To suggest that the challenges encountered in the implementation of the EUAL prompted a wholehearted move toward pluralism and “postnormal” decision-making in the WHO’s emergency regulation procedures would perhaps overstate the flexibility of a procedure designed primarily to incentivize industry to develop novel products. Nonetheless, the WHO’s approach to the EUAL proved to be highly reflexive, its shortcomings and failures prompting processes of review, consultation, deliberation, and change. For instance, a 2017 WHO consultation on regulatory preparedness grappled with its limitations as a regulatory body and recommended that the EUAL be renamed Emergency Use Listing (EUL) to “clarify the relationship of the EUAL process to activities at the NRA [National Regulatory Authority] level and explain how the EUAL may be used by NRAs and procurers in their decision making” (WHO 2017, 6; see also Perkins et al. 2017). The revised procedure emphasized the role of NRAs in approving research protocols and signing off on the transport and export of samples. It also placed the onus on the WHO to share relevant presubmission data with national governments and to support and coordinate in-country ethical reviews (Laurie et al. 2018; Sethi 2018). Perhaps most strikingly, the review recognized the ongoing ethical challenges surrounding access to biological materials for product development and validation, pointing to the lack of clarity around ownership, and the need for mechanisms that can both protect the interests of epidemic-afflicted countries while ensuring that materials are shared quickly in public health emergencies.

What the task asks:
Carry the passage on the WHO's emergency use procedure forward from its final sentence.

Raw data:
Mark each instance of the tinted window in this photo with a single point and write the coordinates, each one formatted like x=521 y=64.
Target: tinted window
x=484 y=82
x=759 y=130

The answer:
In 2016, the WHO launched the R&D Blueprint and in so doing took on a new leadership role in accelerating and coordinating emergency research and product development (Moon et al. 2015; Mehand et al. 2018). The successive reformulation of protocols for emergency R&D as part of that agenda suggests that those norms are fluid and evolving. The EUAL, now EUL, continues to make emergencies doable in particular ways, even if only in showing the limitations of certain courses of international action and in providing a forum for a more inclusive ethical debate. But for the R&D blueprint to make good on that democratic promise, pregiven assumptions about needs and goals must not overdetermine whose voices are heard and whose expertise is sought. As Melissa Leach and colleagues have forcefully argued, acknowledging and managing uncertainty in public health emergencies requires “project and programme styles that emphasise learning, iterative adaptation, flexible action and equitable relationships amongst diverse actors [that] need to move from the margins to centre-stage” (Leach et al. 2021, 6).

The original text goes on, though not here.